* Source excerpt

● ● ● ●

# Preachers are born, not made.



## JOwen (May 6, 2010)

These are Lloyd-Jones' words in his Preaching & Preachers, but I happen to agree with them. In this regard I have republished The Forgotten Exercise on my blog Old Paths Paved. 
I plan on publishing a follow up post on the historicity of this forgotten reformed practice, thanks in part to our own VirginiaHuguenot, a research master.

You can read the article here.


----------



## SemperEruditio (May 6, 2010)

I have to agree. I know many men who are very apt at speaking eloquently, they are very capable of moving the hearts of men with their words, they can with a gesture engender a magnificient response...but they are no preachers. They are incapable of exegeting the simplest of text and result to allegorizing in hopes of giving the impression of philosophical or theological depth but what they prove is a scriptural shallowness. I believe this is one of the reasons that we see so much of topical preaching in evangelical circles because laboring over, expounding, rightly interpreting the text to their congregation proves too much so extras are used and in this case the extras become other text which are strung together with no interpretation but merely giving the appearance of being biblical.

● ● ● ●

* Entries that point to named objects
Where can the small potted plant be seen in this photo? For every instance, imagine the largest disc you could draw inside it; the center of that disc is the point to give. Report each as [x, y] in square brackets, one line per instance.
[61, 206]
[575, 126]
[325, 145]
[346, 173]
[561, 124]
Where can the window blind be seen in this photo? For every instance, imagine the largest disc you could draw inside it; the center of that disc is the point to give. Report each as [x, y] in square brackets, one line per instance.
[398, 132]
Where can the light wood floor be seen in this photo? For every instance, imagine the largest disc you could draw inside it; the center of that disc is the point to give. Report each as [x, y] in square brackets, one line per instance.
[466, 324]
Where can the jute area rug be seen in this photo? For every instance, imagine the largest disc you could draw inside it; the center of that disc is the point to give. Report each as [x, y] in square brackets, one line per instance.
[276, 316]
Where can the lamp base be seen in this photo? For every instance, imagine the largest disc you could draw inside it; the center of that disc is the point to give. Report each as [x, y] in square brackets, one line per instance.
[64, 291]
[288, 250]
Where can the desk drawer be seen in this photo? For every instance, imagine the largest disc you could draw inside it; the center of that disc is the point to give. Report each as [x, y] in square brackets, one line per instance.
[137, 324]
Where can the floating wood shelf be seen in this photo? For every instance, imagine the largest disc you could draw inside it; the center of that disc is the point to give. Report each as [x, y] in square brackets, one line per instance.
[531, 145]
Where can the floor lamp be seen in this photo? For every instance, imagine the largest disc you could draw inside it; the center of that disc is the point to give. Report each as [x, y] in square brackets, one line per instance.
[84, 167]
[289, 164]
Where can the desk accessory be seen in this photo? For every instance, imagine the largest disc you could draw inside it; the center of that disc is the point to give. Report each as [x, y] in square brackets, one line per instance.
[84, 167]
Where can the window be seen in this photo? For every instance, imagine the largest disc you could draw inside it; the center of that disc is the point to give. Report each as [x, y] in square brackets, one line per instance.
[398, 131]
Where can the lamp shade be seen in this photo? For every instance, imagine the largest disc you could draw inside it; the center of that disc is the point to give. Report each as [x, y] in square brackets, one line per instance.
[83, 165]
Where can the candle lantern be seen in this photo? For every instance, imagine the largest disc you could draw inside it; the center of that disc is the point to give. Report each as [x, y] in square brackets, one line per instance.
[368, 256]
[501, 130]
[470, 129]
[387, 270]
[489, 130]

● ● ● ●

* Requests
a: In the preaching thread, which book contains the Lloyd-Jones words that JOwen quotes?
b: Carry on the preaching thread from its last sentence.
The entries play no part in what is asked here.

* Results of the exercise
a: Lloyd-Jones' Preaching & Preachers.

b:
I also believe the idea is biblical that men should be called based on their ability to exegete the text versus having graduated seminary.


----------



## JOwen (May 6, 2010)

I think Lloyd-Jones would call these men pulpiteers. Long on talent, short on actual preaching.


----------



## yoyoceramic (May 6, 2010)

Very interesting distinction Frank. Thank you - I was edified by your comments.


----------



## ADKing (May 6, 2010)

I agree that you cannot make someone into something God has not called him to be. Absolutely! But it is worth noting too that no one is "born" a preacher in the sense of having it as a natural ability like an apptitude for art or music. God gifts men for the ministry sometimes from birth (like Jeremiah?) and in some cases the equipping and gifting comes long after birth.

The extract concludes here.